>> START Data section

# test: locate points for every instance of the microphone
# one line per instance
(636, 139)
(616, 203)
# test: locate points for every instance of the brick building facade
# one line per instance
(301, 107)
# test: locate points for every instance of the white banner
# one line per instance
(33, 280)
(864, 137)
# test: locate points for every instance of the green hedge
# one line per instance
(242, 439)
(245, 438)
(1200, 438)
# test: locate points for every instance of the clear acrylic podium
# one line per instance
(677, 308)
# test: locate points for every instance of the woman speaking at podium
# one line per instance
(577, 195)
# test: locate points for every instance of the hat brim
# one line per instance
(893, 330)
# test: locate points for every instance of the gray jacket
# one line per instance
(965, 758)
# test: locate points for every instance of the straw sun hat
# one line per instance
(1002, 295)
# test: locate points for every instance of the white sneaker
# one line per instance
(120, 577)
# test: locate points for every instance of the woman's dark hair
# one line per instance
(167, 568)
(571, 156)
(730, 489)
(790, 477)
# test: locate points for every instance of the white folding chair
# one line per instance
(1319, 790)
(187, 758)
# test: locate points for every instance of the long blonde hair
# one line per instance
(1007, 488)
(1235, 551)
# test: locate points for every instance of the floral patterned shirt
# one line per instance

>> END Data section

Task requirements: Copy all of the material above line for line, changing nothing and keeping every line in its original order.

Exercise solution:
# test: locate points for every instance of the microphone
# one line per instance
(636, 139)
(616, 203)
# test: locate points for every instance of the brick building facade
# one line per instance
(301, 107)
# test: locate points for every instance of the white banner
# one line per instance
(33, 280)
(864, 137)
# test: locate points for every instance of the green hedge
# one line per instance
(242, 439)
(245, 438)
(1200, 438)
# test: locate points for every instance of the clear acrylic podium
# one line per instance
(677, 308)
# test: locate points for every instance of the woman speaking at podium
# one line per instance
(577, 195)
# test: locate points for every instance of the hat brim
# one line per instance
(893, 330)
# test: locate points for every instance of the gray jacket
# one line per instance
(965, 758)
# test: locate points for every instance of the straw sun hat
# one line per instance
(1002, 295)
# test: locate points for every instance of the white sneaker
# one line per instance
(120, 577)
# test: locate points for every instance of the woman's dark hair
# one line per instance
(167, 568)
(571, 156)
(730, 489)
(790, 477)
# test: locate points for every instance of the white folding chair
# one line per instance
(1319, 790)
(187, 758)
# test: locate points for every instance of the long blonde hair
# one line per instance
(1007, 488)
(1235, 551)
# test: locate points for every instance of the floral patterned shirt
# one line per instance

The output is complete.